[Dataset excerpts]

★ ★ ★ ★

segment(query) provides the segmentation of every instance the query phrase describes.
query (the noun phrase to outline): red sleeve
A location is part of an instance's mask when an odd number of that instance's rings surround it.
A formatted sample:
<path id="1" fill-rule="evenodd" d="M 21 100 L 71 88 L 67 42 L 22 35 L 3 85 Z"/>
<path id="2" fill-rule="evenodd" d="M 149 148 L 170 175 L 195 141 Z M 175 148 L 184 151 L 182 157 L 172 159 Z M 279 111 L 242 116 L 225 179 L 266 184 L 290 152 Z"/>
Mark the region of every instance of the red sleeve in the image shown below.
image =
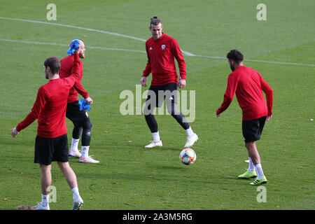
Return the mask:
<path id="1" fill-rule="evenodd" d="M 66 77 L 62 78 L 66 82 L 68 83 L 69 88 L 71 88 L 77 80 L 80 78 L 80 60 L 78 54 L 74 54 L 74 65 L 71 68 L 71 74 Z"/>
<path id="2" fill-rule="evenodd" d="M 150 75 L 150 74 L 151 73 L 152 69 L 151 69 L 151 62 L 150 62 L 150 55 L 148 52 L 148 46 L 147 46 L 146 43 L 146 55 L 148 56 L 148 63 L 146 64 L 146 69 L 144 70 L 144 74 L 143 74 L 142 76 L 148 77 L 148 75 Z"/>
<path id="3" fill-rule="evenodd" d="M 268 115 L 272 115 L 272 104 L 274 101 L 273 92 L 271 87 L 260 76 L 261 89 L 266 94 L 267 108 L 268 108 Z"/>
<path id="4" fill-rule="evenodd" d="M 29 125 L 31 125 L 35 120 L 38 118 L 39 115 L 43 110 L 46 103 L 45 90 L 43 88 L 40 88 L 37 92 L 36 99 L 34 104 L 34 106 L 31 108 L 31 113 L 16 127 L 18 132 L 22 131 L 25 129 Z"/>
<path id="5" fill-rule="evenodd" d="M 186 63 L 185 62 L 183 53 L 176 39 L 173 38 L 172 42 L 172 52 L 178 63 L 179 74 L 181 79 L 186 79 Z"/>
<path id="6" fill-rule="evenodd" d="M 89 97 L 89 93 L 84 90 L 83 86 L 81 84 L 81 79 L 83 74 L 83 66 L 82 65 L 82 62 L 80 63 L 79 74 L 80 78 L 76 80 L 76 83 L 74 83 L 74 88 L 81 96 L 84 97 L 84 99 L 86 99 Z"/>
<path id="7" fill-rule="evenodd" d="M 237 87 L 237 80 L 234 76 L 231 75 L 229 76 L 227 78 L 227 86 L 226 88 L 225 93 L 224 94 L 224 99 L 222 105 L 216 111 L 216 114 L 220 114 L 224 111 L 225 111 L 233 99 L 234 94 L 235 94 L 236 89 Z"/>

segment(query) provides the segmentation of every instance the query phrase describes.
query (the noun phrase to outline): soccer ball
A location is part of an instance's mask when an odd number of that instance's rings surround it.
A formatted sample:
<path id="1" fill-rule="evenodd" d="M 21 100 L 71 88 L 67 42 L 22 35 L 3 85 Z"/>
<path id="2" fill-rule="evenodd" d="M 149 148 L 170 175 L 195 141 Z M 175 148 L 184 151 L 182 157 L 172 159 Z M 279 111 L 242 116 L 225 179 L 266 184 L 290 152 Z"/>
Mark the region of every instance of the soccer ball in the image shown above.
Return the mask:
<path id="1" fill-rule="evenodd" d="M 181 162 L 186 165 L 191 165 L 196 161 L 197 155 L 191 148 L 185 148 L 179 154 Z"/>

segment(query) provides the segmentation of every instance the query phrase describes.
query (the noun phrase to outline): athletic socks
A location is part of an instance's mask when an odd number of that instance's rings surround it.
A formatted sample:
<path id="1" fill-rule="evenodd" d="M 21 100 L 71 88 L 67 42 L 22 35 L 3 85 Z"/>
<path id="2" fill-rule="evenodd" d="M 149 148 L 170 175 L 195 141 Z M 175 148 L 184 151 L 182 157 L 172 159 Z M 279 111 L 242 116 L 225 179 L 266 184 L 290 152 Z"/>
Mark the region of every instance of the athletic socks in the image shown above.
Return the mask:
<path id="1" fill-rule="evenodd" d="M 261 168 L 260 163 L 255 165 L 255 169 L 256 169 L 257 176 L 258 178 L 262 178 L 264 176 L 264 172 L 262 172 L 262 168 Z"/>
<path id="2" fill-rule="evenodd" d="M 80 196 L 80 194 L 78 192 L 78 187 L 74 188 L 71 189 L 72 193 L 74 194 L 74 201 L 76 202 L 78 201 L 81 197 Z"/>
<path id="3" fill-rule="evenodd" d="M 81 157 L 85 158 L 89 156 L 89 146 L 82 146 Z"/>
<path id="4" fill-rule="evenodd" d="M 185 130 L 185 132 L 186 132 L 187 136 L 192 136 L 194 135 L 194 132 L 192 132 L 192 130 L 191 129 L 191 127 L 189 127 L 188 129 L 186 129 Z"/>
<path id="5" fill-rule="evenodd" d="M 255 166 L 253 163 L 253 161 L 251 161 L 251 158 L 250 157 L 248 158 L 248 160 L 249 160 L 249 164 L 248 164 L 248 169 L 247 169 L 247 170 L 248 172 L 252 172 L 255 169 Z"/>
<path id="6" fill-rule="evenodd" d="M 46 195 L 41 195 L 41 204 L 42 206 L 46 207 L 48 205 L 49 202 L 49 194 Z"/>
<path id="7" fill-rule="evenodd" d="M 159 132 L 152 133 L 152 136 L 153 136 L 153 141 L 159 141 L 161 140 Z"/>
<path id="8" fill-rule="evenodd" d="M 71 151 L 77 151 L 78 150 L 78 142 L 80 141 L 79 139 L 76 139 L 72 138 L 72 143 L 71 143 L 71 148 L 70 148 Z"/>

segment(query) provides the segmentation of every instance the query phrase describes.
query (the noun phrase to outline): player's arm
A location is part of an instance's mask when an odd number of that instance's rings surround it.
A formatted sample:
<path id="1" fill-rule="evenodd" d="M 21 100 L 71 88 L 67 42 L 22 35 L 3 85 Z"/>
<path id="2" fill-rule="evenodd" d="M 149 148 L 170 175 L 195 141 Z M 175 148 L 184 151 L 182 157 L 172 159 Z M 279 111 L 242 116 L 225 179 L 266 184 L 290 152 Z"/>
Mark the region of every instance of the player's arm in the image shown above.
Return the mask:
<path id="1" fill-rule="evenodd" d="M 178 87 L 184 88 L 186 85 L 186 63 L 176 39 L 173 39 L 172 42 L 171 51 L 178 64 L 179 75 L 181 76 Z"/>
<path id="2" fill-rule="evenodd" d="M 229 107 L 230 104 L 231 104 L 237 87 L 237 79 L 234 76 L 230 75 L 227 78 L 227 86 L 226 88 L 225 93 L 224 94 L 223 102 L 222 103 L 221 106 L 216 111 L 216 115 L 218 117 L 220 117 L 220 114 L 225 111 L 227 107 Z"/>
<path id="3" fill-rule="evenodd" d="M 16 138 L 16 135 L 22 130 L 25 129 L 29 125 L 31 125 L 35 120 L 38 118 L 43 108 L 46 103 L 45 90 L 41 88 L 37 93 L 36 99 L 34 104 L 34 106 L 31 108 L 31 113 L 23 120 L 17 127 L 11 129 L 11 134 L 13 137 Z"/>
<path id="4" fill-rule="evenodd" d="M 74 83 L 74 88 L 82 97 L 83 97 L 84 99 L 85 99 L 88 104 L 92 104 L 93 103 L 93 100 L 89 97 L 89 93 L 84 90 L 81 83 L 82 76 L 83 74 L 83 69 L 81 64 L 80 64 L 79 74 L 80 78 L 76 80 L 76 83 Z"/>
<path id="5" fill-rule="evenodd" d="M 146 87 L 146 77 L 148 77 L 152 71 L 151 62 L 150 55 L 148 51 L 148 50 L 146 43 L 146 55 L 148 56 L 148 63 L 146 63 L 146 69 L 144 70 L 144 72 L 142 74 L 142 78 L 140 80 L 140 83 L 141 83 L 142 86 L 144 87 Z"/>
<path id="6" fill-rule="evenodd" d="M 268 114 L 267 120 L 269 121 L 272 116 L 272 104 L 273 104 L 273 92 L 271 87 L 267 83 L 267 82 L 260 76 L 261 89 L 266 94 L 267 99 L 267 108 L 268 109 Z"/>

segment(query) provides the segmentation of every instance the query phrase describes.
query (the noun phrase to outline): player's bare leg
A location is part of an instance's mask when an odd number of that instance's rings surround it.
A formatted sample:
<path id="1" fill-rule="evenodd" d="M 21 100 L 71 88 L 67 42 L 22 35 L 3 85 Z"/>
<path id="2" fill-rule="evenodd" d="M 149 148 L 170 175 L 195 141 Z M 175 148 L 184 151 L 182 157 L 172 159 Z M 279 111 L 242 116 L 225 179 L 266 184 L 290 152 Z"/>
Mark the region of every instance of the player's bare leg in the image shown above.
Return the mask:
<path id="1" fill-rule="evenodd" d="M 34 206 L 36 210 L 50 210 L 49 207 L 49 188 L 51 186 L 51 164 L 40 164 L 41 202 Z"/>
<path id="2" fill-rule="evenodd" d="M 71 188 L 74 195 L 74 206 L 72 206 L 72 210 L 80 210 L 83 204 L 83 200 L 78 192 L 76 174 L 70 167 L 69 162 L 58 162 L 58 166 L 64 174 L 66 181 Z"/>
<path id="3" fill-rule="evenodd" d="M 245 147 L 248 151 L 248 157 L 253 161 L 253 164 L 255 166 L 255 169 L 257 173 L 257 178 L 255 180 L 251 183 L 251 185 L 264 184 L 267 183 L 267 178 L 264 175 L 262 168 L 260 164 L 260 157 L 258 153 L 258 150 L 256 147 L 256 141 L 250 141 L 245 143 Z"/>

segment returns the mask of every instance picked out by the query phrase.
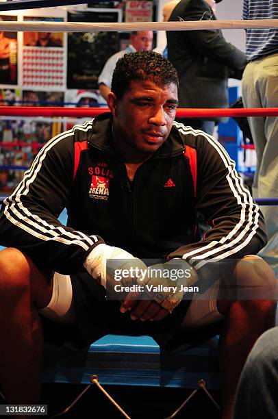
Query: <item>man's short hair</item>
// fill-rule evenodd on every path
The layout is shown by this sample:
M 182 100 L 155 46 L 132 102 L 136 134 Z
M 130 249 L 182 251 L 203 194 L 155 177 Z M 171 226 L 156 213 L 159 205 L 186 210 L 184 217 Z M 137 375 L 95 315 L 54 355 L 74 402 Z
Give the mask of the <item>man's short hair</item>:
M 163 55 L 153 51 L 138 51 L 120 58 L 113 73 L 111 91 L 121 99 L 133 81 L 149 80 L 157 86 L 179 85 L 177 73 Z

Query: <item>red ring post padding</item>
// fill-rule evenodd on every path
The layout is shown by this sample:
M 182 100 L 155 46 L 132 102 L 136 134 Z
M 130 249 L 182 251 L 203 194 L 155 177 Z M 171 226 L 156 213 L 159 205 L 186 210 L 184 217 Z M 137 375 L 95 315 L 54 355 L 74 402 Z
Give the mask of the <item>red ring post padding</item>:
M 108 112 L 107 107 L 60 107 L 40 106 L 0 106 L 0 115 L 16 116 L 84 117 L 96 116 Z M 177 118 L 207 118 L 215 116 L 278 116 L 278 107 L 249 107 L 241 109 L 197 109 L 177 110 Z

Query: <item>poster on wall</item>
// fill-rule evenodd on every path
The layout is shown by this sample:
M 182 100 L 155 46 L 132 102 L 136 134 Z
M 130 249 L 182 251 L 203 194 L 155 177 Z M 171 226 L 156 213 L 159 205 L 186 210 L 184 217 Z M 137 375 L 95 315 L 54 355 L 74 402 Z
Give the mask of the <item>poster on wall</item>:
M 62 17 L 24 16 L 24 21 L 61 22 Z M 66 51 L 62 32 L 23 33 L 22 85 L 29 88 L 64 88 Z
M 119 22 L 120 9 L 72 11 L 68 22 Z M 119 51 L 117 32 L 70 32 L 68 34 L 69 89 L 97 89 L 97 79 L 107 60 Z
M 125 5 L 125 22 L 151 22 L 153 2 L 144 0 L 128 0 Z
M 16 16 L 0 15 L 1 21 L 16 20 Z M 16 32 L 0 31 L 0 84 L 17 84 Z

★ ★ ★ ★

[Written exercise] Please state how many lines above contain the string "player". Give only the number.

[Expected answer] 4